### Written task 1
Count the lines in the rows below that contain the string "haze", matching case exactly. Reply with the number only.

### Text excerpt
I want to create a heatmap array using plt.imshow(). But I have some doubts about how to transform my dataframe and fill the 7x24 array. My goal is to count all the visits that have the same day and hour:
visits = [
(1,13),
(2,1),
(1,13),
(1,13),
(2,18),
(5,3),
(6,1),
(5,3),
(1,2),
(2,16),
(2,16),
(2,18),
(4,7)
]
expected_df = [
(1,13,3),
(2,1,1),
(2,18,2),
(5,3,2),
(1,2,1),
(2,16,2),
(4,7,1),
(6,1,1)
]
visits = pd.DataFrame(visits , columns = ['day','hour'])
expected_df = pd.DataFrame(expected_df , columns = ['day','hour', 'count'])
I'm new to pandas so i don't really know how to transform the visits dataframe to expected_df dataframe and create an array 7x24 with the expected_df dataframe, in order to create a heatmap with plt.imshow(). I hope my question is clear enough.
CodePudding user response:
For the first part, you want to group by multiple columns (and lets reset the index and give it a name):
expected_df = visits.groupby(['day', 'hour']).size().reset_index(name='count')
For the second part, plotting, i assume from context, that no data means no visits, so 0 on the heatmap
heat = np.zeros((7,24))

### Written task 2
Continue the pandas heatmap thread above from the point where it ends.

### Data supplied

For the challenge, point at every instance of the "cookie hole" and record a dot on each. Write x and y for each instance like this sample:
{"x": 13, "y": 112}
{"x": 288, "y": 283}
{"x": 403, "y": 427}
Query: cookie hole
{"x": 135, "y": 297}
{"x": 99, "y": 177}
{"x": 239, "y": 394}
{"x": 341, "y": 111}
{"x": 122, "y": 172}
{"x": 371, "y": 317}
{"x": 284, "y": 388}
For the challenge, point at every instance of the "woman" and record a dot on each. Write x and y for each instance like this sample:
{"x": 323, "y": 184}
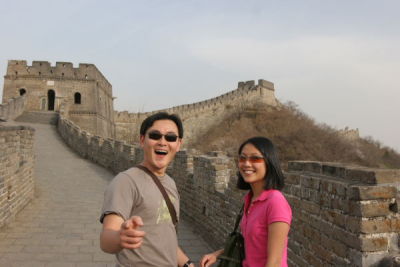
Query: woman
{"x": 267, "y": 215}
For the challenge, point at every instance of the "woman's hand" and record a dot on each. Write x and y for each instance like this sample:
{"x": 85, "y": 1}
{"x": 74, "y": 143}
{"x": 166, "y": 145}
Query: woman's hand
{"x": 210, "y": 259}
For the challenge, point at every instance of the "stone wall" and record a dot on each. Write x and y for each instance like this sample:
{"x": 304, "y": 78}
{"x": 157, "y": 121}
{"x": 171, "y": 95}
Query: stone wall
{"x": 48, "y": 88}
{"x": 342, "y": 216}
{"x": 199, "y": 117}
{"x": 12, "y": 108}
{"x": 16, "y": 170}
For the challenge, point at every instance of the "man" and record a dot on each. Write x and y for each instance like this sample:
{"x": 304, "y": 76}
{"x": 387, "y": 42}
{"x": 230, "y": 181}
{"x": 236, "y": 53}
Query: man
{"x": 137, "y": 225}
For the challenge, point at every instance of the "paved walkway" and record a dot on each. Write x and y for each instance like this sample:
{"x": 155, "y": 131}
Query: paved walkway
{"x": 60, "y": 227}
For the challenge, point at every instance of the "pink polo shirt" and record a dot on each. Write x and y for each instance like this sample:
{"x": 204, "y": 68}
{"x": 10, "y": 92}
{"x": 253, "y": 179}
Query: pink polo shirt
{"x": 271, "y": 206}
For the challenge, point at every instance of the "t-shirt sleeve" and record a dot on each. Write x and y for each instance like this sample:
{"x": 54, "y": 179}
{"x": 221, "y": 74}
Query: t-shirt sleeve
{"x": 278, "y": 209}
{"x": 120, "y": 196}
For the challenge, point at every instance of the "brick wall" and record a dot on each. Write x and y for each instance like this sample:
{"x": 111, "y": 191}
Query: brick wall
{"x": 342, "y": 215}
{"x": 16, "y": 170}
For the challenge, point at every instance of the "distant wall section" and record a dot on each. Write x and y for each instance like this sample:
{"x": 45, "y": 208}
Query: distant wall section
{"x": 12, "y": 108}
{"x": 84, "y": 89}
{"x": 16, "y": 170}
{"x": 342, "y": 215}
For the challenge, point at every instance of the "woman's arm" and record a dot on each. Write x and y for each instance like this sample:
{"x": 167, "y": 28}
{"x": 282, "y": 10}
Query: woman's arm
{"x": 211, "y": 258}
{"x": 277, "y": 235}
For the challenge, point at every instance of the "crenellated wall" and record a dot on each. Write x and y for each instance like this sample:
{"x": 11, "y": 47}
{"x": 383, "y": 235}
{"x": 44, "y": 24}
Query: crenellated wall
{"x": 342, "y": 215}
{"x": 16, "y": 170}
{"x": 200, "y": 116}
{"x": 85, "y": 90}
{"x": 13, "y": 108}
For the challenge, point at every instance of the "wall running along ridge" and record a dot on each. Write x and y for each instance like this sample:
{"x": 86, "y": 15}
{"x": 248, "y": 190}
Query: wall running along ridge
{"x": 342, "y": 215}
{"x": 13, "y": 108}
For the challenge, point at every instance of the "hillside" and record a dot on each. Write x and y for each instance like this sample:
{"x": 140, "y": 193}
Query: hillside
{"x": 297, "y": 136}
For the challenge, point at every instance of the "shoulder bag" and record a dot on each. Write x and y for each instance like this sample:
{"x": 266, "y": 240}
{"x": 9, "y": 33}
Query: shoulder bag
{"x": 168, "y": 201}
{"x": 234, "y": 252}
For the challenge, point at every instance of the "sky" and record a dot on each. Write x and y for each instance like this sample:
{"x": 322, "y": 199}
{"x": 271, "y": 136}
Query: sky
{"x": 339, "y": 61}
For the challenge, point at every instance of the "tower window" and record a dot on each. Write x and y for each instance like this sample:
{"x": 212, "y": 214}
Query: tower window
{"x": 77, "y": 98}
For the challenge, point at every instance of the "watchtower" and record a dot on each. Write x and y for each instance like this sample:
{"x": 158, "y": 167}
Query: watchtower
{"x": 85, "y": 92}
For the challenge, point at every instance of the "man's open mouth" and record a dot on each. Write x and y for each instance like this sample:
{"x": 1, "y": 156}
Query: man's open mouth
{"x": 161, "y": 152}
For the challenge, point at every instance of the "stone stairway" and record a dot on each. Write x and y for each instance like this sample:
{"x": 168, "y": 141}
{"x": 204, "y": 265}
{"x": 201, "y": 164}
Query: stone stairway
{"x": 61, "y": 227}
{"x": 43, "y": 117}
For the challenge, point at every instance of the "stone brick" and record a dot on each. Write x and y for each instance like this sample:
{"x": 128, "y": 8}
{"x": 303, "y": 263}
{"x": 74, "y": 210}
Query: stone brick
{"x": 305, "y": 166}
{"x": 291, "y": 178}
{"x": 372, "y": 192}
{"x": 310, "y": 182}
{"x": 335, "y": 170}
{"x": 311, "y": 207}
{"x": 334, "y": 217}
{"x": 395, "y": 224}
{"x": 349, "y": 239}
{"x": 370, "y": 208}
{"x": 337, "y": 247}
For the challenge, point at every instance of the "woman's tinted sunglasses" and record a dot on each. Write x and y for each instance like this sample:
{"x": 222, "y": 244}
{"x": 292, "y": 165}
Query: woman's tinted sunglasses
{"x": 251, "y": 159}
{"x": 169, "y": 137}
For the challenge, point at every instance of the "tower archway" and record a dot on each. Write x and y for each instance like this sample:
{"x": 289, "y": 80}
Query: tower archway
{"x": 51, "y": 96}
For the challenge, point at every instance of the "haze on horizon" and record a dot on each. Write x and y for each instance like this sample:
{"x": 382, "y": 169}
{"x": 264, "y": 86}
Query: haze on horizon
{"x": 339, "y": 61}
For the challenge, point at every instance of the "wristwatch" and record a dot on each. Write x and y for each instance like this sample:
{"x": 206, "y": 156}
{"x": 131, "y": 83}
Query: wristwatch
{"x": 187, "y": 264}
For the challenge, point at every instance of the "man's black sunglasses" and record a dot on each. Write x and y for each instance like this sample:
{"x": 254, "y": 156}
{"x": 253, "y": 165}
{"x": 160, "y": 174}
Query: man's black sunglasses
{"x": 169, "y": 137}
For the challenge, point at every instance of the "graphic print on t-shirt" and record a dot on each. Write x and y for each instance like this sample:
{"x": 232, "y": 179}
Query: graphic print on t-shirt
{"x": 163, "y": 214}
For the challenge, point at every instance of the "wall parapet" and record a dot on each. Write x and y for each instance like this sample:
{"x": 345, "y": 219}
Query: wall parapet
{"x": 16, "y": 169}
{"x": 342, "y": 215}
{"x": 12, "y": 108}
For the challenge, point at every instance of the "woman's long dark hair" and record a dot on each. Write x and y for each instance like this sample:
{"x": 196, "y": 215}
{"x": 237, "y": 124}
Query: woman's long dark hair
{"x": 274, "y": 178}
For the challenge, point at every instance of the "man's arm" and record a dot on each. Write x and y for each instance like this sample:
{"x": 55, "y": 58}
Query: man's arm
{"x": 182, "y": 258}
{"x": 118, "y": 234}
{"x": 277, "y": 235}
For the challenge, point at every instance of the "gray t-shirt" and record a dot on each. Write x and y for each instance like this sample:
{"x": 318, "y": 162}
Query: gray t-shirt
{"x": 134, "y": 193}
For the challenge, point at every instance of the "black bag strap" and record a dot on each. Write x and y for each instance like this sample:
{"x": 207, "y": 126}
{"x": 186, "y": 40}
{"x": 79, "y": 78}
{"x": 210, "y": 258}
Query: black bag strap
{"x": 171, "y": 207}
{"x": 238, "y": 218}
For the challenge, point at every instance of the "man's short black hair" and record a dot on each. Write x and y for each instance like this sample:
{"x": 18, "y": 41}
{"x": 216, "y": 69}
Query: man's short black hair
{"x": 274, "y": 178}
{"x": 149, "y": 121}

### Reply 1
2

### Reply 2
heat[expected_df['day'], expected_df['hour']] = expected_df['count']
plt.imshow(heat)
plt.show()
CodePudding user response:
Method:1
First put the result into a map for the count operation on the list of tuple
counts = list({x: visits.count(x) for x in visits})
# {(1, 13): 3, (2, 1): 1, (2, 18): 2, (5, 3): 2, (6, 1): 1, (1, 2): 1, (2, 16): 2, (4, 7): 1}
and then convert that into a list
expected_df = list((x, y, counts[(x, y)]) for x, y in counts)
# [(1, 13, 3), (2, 1, 1), (2, 18, 2), (5, 3, 2), (6, 1, 1), (1, 2, 1), (2, 16, 2), (4, 7, 1)]
Method: 2
an easier solution will be just
list(set((x, y, visits.count((x, y))) for x, y in visits))